PROBLEM DETAILS: Copy the part of the ebook comments that opens with "And really, everything" and ends with "20 years time.", and change "pets" to "houseplants" throughout.

QUOTED TEXT:
◆ ◆ ◆

Rhonda Rice December 2, 2010 at 10:31 pm

I agree with you 100% Jules. This is an excellent way to distribute, consume and put to good use all the great information you have to share with us.

Emma December 2, 2010 at 10:40 pm

I know realistically that books will be replaced by e readers but I think this is really sad. I love books. I love the smell of old books, the fact that I have all my dad’s old books in his bookcase and old books from school and uni that mean so much to me. An e reader will never replace that, it just seems soulless to me. As far as the constant argument that books are bad for the environment, well most people don’t throw away books, they’re kept or donated to libraries or whatever and let’s face it, computers or electronic equipment aren’t exactly beneficial to the environment, what with people needing the next, new thing on the market every 5 minutes. And libraries – e readers will be the end of libraries – I love libraries! My local library is where people in my suburb read newspapers still, read books, take their children and it’s such a lovely, calming, friendly place.

And really, everything has a negative impact on the environment, I’m of the mind that you look at what certain things bring to society; we seem to live in a world now where we’re questioning everything re: environment impact – I read the other day that pets are bad for the environment – should we not have pets? Really? It really makes me think what kind of world we’ll be living in in 20 years time.

FYI I feel the same way about corked wine. There was something sexy about a boyfriend opening up a bottle of wine with a bottle opener back in the day .. not really the same now.

I’m in my 30s, I guess a lot of people might not agree with me – I guess I’m just old school …

Anna December 2, 2010 at 10:59 pm

I have to agree with Emma about books- I just love the tactile experience of reading a bound book. However, I got into cooking without books- just by finding wonderful blogs like yours. I find that electronic cookbooks make much more sense to me than purchasing an entire paper book, the entirety of which I may not utilize. Also, I love that you are able to get it out there- and I hope you have a lot of success with this new mini-version!

Joe Dixon December 3, 2010 at 12:05 am

Wow! This is the best defense of ebooks I have ever read! I love books. I love being able to write in them, I love the feel of them, the smell of them, the sight and sound of them. (I’ve yet to eat one, so can’t comment on the flavour!)

And I have been ambivalent towards ebooks and ebook readers in particular, but your reasons to love ebooks have helped change my opinion. I think that corked wine bottles will still have a place (from experience in bar work, however, I can attest to the awesomeness of screw top wine bottles), just as books will still have a place. They might become an (even more) elitist status symbol. For a minimalist, this isn’t a problem, and ebook readers might be the way forward.

◆ ◆ ◆

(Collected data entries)
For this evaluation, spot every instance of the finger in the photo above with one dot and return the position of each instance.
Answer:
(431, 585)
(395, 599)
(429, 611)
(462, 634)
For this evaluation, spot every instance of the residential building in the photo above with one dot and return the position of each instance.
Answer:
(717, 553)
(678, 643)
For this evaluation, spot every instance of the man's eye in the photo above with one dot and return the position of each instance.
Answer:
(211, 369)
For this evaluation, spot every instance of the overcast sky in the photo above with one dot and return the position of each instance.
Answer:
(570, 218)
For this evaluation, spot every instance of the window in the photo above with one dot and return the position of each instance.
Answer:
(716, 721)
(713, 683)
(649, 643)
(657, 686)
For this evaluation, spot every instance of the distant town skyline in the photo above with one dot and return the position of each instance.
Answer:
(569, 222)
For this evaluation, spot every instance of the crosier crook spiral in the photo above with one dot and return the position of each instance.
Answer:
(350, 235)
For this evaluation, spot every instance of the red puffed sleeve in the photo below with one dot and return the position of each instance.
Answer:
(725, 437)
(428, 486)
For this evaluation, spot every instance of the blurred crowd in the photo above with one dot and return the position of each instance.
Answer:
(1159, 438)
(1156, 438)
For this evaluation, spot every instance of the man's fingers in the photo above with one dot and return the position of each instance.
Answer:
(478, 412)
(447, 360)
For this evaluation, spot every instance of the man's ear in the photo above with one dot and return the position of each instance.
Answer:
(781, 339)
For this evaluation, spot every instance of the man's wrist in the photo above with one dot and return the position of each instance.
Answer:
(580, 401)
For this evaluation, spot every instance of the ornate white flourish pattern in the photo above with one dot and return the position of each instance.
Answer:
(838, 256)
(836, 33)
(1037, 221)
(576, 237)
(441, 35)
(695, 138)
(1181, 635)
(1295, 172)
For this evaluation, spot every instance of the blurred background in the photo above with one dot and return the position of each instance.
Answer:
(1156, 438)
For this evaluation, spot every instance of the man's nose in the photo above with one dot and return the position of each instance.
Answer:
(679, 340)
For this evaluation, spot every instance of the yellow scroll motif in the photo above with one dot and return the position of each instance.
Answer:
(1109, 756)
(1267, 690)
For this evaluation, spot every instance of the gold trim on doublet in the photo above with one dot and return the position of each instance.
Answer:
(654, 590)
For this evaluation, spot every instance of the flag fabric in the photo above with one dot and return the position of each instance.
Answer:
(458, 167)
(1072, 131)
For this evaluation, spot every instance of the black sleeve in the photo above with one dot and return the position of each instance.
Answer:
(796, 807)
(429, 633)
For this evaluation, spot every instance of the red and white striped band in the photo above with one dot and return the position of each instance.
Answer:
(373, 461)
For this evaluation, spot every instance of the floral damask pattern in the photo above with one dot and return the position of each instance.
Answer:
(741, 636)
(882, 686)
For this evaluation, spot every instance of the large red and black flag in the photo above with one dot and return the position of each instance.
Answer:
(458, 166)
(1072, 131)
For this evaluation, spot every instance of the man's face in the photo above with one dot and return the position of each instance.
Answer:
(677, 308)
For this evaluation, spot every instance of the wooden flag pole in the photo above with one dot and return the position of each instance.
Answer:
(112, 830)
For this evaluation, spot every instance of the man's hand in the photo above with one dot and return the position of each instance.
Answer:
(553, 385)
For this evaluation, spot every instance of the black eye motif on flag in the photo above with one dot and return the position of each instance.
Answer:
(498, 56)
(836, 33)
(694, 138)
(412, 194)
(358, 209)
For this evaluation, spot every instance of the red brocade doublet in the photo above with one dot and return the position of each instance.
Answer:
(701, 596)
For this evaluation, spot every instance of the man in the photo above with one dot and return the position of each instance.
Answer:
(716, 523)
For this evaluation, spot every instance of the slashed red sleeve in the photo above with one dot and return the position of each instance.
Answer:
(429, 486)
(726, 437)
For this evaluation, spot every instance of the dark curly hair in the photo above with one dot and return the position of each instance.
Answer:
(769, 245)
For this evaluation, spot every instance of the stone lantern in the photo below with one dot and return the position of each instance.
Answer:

◆ ◆ ◆

TASK RESPONSE:
And really, everything has a negative impact on the environment, I’m of the mind that you look at what certain things bring to society; we seem to live in a world now where we’re questioning everything re: environment impact – I read the other day that houseplants are bad for the environment – should we not have houseplants? Really? It really makes me think what kind of world we’ll be living in in 20 years time.